● **Source text**:
________________________
The Chain type is defined by the following struct and API:

#![allow(unused)]
fn main() {
#[derive(Debug, Clone)]
pub struct Chain {
    // The function `eq_internal_state` must be updated every time a field is added to [`Chain`].
    /// The configured network for this chain.
    network: Network,

    /// The contextually valid blocks which form this non-finalized partial chain, in height order.
    pub(crate) blocks: BTreeMap<block::Height, ContextuallyValidBlock>,

    /// An index of block heights for each block hash in `blocks`.
    pub height_by_hash: HashMap<block::Hash, block::Height>,

    /// An index of [`TransactionLocation`]s for each transaction hash in `blocks`.
    pub tx_loc_by_hash: HashMap<transaction::Hash, TransactionLocation>,

    /// The [`transparent::Utxo`]s created by `blocks`.
    ///
    /// Note that these UTXOs may not be unspent.
    /// Outputs can be spent by later transactions or blocks in the chain.
    //
    // TODO: replace OutPoint with OutputLocation?
    pub(crate) created_utxos: HashMap<transparent::OutPoint, transparent::OrderedUtxo>,
    /// The [`transparent::OutPoint`]s spent by `blocks`,
    /// including those created by earlier transactions or blocks in the chain.
    pub(crate) spent_utxos: HashSet<transparent::OutPoint>,

    /// The Sprout note commitment tree of the tip of this [`Chain`],
    /// including all finalized notes, and the non-finalized notes in this chain.
    pub(super) sprout_note_commitment_tree: sprout::tree::NoteCommitmentTree,
    /// The Sprout note commitment tree for each anchor.
    /// This is required for interstitial states.
________________________
● **Entries provided**:
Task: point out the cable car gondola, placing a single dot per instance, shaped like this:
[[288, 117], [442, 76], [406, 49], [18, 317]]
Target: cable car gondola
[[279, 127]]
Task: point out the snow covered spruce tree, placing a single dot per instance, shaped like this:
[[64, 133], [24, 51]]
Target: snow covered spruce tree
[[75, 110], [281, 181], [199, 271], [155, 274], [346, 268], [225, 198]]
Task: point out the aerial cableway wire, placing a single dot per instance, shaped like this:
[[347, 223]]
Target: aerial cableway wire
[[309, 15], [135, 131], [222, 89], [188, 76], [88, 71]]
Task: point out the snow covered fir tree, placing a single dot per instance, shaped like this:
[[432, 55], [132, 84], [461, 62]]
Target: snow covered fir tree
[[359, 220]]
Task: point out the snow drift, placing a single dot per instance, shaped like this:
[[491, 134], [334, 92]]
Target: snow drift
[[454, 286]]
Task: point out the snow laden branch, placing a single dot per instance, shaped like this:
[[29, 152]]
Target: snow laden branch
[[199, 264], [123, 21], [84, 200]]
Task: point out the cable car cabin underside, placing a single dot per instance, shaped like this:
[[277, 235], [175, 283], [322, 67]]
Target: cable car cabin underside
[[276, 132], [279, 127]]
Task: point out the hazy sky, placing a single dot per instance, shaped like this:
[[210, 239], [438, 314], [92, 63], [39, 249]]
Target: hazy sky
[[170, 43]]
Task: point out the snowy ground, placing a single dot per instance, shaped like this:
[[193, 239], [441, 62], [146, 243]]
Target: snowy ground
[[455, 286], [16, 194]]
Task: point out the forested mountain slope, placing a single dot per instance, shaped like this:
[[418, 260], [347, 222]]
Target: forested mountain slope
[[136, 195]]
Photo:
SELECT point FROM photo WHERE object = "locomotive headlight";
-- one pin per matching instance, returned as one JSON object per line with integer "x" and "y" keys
________________________
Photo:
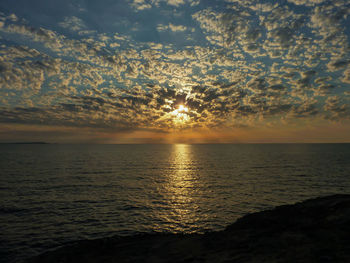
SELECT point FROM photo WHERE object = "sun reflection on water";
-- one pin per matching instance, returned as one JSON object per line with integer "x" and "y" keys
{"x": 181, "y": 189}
________________________
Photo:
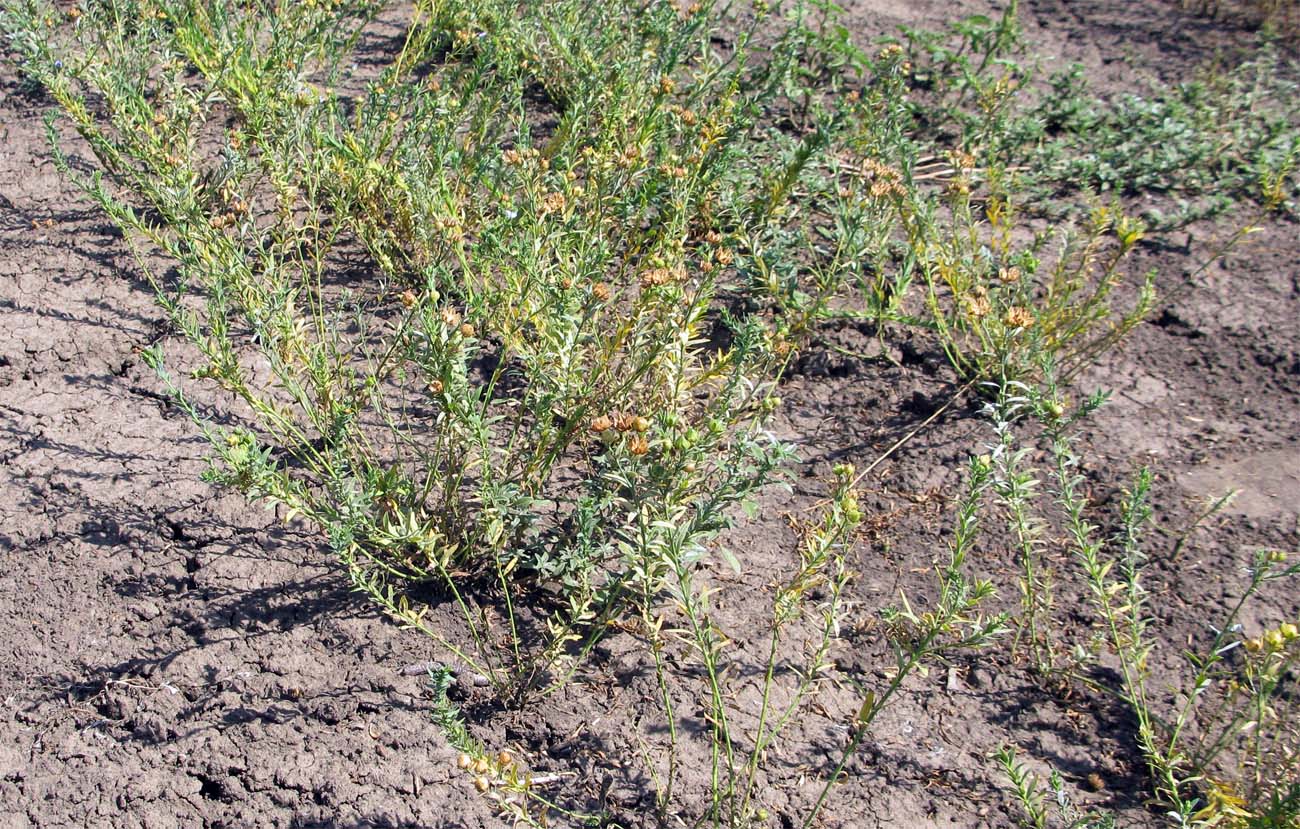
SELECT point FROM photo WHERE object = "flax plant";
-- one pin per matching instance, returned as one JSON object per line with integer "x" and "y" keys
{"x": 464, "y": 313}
________________________
● **Problems**:
- 1) Rewrite, as a short list, the comment block in the Chain struct definition that begins "The [`transparent::Utxo`]s created by `blocks`", along with the field it documents.
- 2) According to the Chain struct definition, in what order are the blocks in the `blocks` field held?

● **Per-task outputs**:
- 1)
- The field `created_utxos` is visible within the crate and maps `transparent::OutPoint` to `transparent::OrderedUtxo`.
- It holds the transparent UTXOs created by `blocks`.
- These UTXOs may not be unspent, because later transactions or blocks in the chain can spend their outputs.
- A TODO note asks whether OutPoint should be replaced with OutputLocation.

- 2) They are held in height order.